── Provided data ──
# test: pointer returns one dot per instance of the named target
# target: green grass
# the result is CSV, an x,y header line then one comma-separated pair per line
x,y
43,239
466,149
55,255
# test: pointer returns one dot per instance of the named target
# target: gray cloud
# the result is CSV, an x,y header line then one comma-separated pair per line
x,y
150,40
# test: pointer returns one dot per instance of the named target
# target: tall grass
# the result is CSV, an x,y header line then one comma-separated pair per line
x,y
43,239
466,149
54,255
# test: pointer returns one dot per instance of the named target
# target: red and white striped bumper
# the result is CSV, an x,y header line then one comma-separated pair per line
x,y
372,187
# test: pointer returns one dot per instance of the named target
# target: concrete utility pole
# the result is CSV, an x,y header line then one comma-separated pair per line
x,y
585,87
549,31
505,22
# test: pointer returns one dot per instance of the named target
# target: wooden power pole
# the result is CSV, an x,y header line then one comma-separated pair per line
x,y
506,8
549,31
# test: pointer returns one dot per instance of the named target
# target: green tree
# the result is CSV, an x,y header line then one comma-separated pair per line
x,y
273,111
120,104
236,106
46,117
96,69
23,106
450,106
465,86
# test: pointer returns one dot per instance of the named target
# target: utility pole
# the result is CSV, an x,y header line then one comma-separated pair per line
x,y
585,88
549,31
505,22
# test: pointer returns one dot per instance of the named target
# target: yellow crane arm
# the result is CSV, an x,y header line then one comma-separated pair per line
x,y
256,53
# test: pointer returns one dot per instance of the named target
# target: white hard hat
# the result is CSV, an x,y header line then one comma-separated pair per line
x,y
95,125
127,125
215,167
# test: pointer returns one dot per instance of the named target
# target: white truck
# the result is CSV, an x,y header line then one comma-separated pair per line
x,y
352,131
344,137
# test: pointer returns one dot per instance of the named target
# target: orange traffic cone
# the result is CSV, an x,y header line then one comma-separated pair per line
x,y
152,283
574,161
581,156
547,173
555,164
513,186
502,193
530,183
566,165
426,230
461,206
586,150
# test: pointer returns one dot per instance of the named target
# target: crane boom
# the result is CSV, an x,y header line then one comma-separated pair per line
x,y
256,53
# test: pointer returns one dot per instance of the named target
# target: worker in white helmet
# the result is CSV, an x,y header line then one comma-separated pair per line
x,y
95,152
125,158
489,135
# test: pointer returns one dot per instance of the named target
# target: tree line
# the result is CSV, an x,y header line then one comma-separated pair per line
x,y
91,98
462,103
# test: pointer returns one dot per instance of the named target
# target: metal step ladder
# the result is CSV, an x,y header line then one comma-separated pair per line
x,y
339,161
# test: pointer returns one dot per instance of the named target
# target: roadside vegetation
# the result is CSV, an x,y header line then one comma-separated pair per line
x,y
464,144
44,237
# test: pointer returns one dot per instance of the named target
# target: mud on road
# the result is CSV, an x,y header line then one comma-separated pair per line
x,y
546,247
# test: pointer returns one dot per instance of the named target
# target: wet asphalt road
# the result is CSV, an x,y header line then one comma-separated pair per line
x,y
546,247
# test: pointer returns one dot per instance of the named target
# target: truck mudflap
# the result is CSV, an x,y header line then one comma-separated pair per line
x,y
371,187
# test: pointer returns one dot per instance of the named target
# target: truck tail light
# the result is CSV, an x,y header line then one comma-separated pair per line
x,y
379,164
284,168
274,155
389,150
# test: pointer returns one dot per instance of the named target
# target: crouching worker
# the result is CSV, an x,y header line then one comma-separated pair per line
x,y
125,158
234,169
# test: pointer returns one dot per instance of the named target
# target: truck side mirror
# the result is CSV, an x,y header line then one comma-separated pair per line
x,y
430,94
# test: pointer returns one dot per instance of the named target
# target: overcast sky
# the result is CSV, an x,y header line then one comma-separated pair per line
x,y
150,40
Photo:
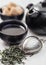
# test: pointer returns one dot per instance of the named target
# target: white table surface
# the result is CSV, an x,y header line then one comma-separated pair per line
x,y
39,58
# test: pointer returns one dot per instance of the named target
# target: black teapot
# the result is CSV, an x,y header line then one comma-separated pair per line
x,y
36,18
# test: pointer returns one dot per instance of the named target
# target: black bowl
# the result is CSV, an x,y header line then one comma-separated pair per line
x,y
5,17
12,39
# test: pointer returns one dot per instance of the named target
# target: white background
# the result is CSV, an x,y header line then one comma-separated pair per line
x,y
39,58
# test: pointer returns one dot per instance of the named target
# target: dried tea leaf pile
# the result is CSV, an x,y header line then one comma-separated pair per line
x,y
12,55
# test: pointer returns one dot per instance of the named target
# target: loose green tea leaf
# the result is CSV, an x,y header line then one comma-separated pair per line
x,y
12,55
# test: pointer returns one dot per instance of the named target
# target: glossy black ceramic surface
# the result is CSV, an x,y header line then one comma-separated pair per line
x,y
10,39
4,17
36,21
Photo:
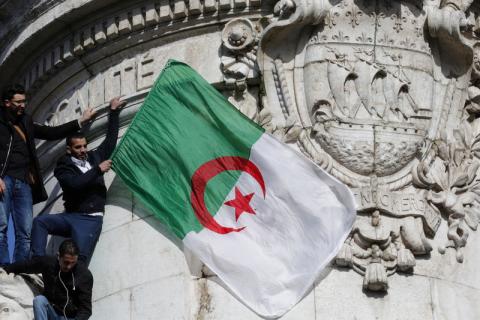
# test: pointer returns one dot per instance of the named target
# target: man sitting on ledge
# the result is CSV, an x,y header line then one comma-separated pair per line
x,y
80,174
68,285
───
Exercise instructions: Take the listing above and restate it word for word, without its pictures.

Output:
# test: pointer returns one dot per instance of the named target
# target: green grass
# the result is CSV, an x,y header line then one comma-separated pair per line
x,y
43,239
466,149
55,255
# test: pointer returns one dot per instance of the named target
# target: gray cloud
# the result is CSV, an x,y header line then one comma-separated pair per line
x,y
150,40
# test: pointer returns one dot per instance of the named target
# target: tall grass
# the result is CSV, an x,y header line then one comma-separated pair per line
x,y
43,239
466,149
54,255
# test: pointer returns one dot per instance of the named target
# target: red and white striped bumper
# the result is CSV, an x,y header line then one comma-separated pair per line
x,y
372,187
# test: pointer returns one dot per instance of the named target
# target: concrete utility pole
# the result is CSV, an x,y header line then one comma-separated pair per line
x,y
585,87
549,31
505,22
# test: pointer returns one dot per instance of the named target
# target: wooden power pole
# the result is CSV, an x,y header line then one comma-separated pair per line
x,y
506,8
549,31
# test: pointer returns one dot per instance of the named target
# target: green tree
# the result is CSV, an x,y header line then one comma-separated pair per line
x,y
273,111
120,104
236,106
46,117
96,69
23,106
450,106
465,86
# test: pointer returns one dot per instance of the named target
# target: utility pole
# the result is CSV, an x,y header line then one comma-separated pair per line
x,y
585,88
549,31
505,22
# test: pointer returns one dot per instance of the named target
# target: yellow crane arm
# the result is CSV, an x,y header line then one comma-separated pair per line
x,y
256,53
# test: pointer returns one dot per instance of the named target
# target: white hard hat
# the result is CSV, an x,y header line then one comma-separated pair per line
x,y
95,125
127,125
215,167
# test: pointer returns one dot per instance of the named target
# target: white truck
# the result is CSV, an x,y header line then one comma-separated pair per line
x,y
352,131
344,137
# test: pointer returns one dot per instance of the named target
# target: orange traffic cone
# the result is CSV, an x,y header line then one comma-separated pair per line
x,y
152,283
574,161
581,156
547,173
555,164
513,186
502,193
530,183
566,165
426,230
461,206
586,150
# test: pointer returns one dot per instance of the named target
# target: crane boom
# the result is CSV, an x,y header line then one comma-separated pair per line
x,y
256,53
# test: pointer returns one dot per instance of the named target
# target: worker in white helmet
# the result is CSV, an x,y header line then one comma-separated pair per line
x,y
95,152
125,158
489,135
# test: pointer returns one dot per instance of the named target
# target: tree line
# the result is CSV, an x,y header line then one comma-separated pair per line
x,y
91,98
462,103
# test: pointer returns one dot per instance of the named target
# target: metal step ladder
# the result is CSV, an x,y header line then one comma-separated pair per line
x,y
339,161
# test: pointer returns one dot per instance of the named target
# target: roadside vegetation
# the result is CSV, an x,y header line then one comma-separated pair per line
x,y
464,144
44,237
# test: pointer returns one dot per instance of the named target
# target: mud on road
# the result is CSV, an x,y header line then one comma-separated pair per line
x,y
546,247
# test: pointer returns one dot per instance of the named target
# target: wet asphalt road
# the result is CSV, an x,y header line then one comma-separated pair per line
x,y
546,247
# test: pointer returns one dot per instance of the named target
# target: truck mudflap
# the result is CSV, an x,y header line then one comma-separated pair per line
x,y
371,187
# test: pointer returns one dot per instance of the named target
# target: truck tail light
# the result is CSV, an x,y header line then one comma-separated pair per line
x,y
379,164
284,168
274,155
389,150
# test: pointer returns one dot per instance of the named target
# target: crouching worker
# the result is CSV, an x,y header line then one comma-separated pair per line
x,y
125,158
234,169
# test: pointer returns one dot per instance of the named target
# target: truck side mirror
# the result is CSV, an x,y header line then one comma-separated pair per line
x,y
430,94
# test: pointer returns one dot per instance of the named target
# target: overcast sky
# the result is CSV, an x,y header line then one comma-separated pair per line
x,y
150,40
Photo:
# test: pointer returns one dot per instance of the named target
# target: white table surface
# the result is CSV, an x,y header line then one comma-separated pair per line
x,y
39,58
# test: pointer returns one dot per instance of the named target
# target: black teapot
# the result is CSV, an x,y header line then one comma-separated pair per line
x,y
36,18
# test: pointer returns one dot per instance of the named target
# target: black bowl
# the result is CSV, an x,y header line then one comma-separated pair per line
x,y
5,17
12,39
# test: pointer returns one dot per instance of the named target
# target: white background
# the result is CSV, an x,y header line then one comma-separated pair per line
x,y
39,58
# test: pointer returns one dot per instance of the named target
# target: dried tea leaf pile
# the result is CSV, an x,y header line then one comma-separated pair per line
x,y
12,55
# test: pointer returns one dot per instance of the named target
# target: loose green tea leaf
# the result is CSV, an x,y header line then one comma-separated pair per line
x,y
12,55
# test: pointer returns one dot per instance of the named target
# target: glossy black ceramic surface
# the result is CSV, an x,y header line then one comma-separated pair per line
x,y
10,39
4,17
36,21
Photo:
# test: pointer returns one dot per instance of the named target
# target: man sitting on ledge
# the result is CSV, an x,y header line then one comma-separated pair per line
x,y
80,174
68,285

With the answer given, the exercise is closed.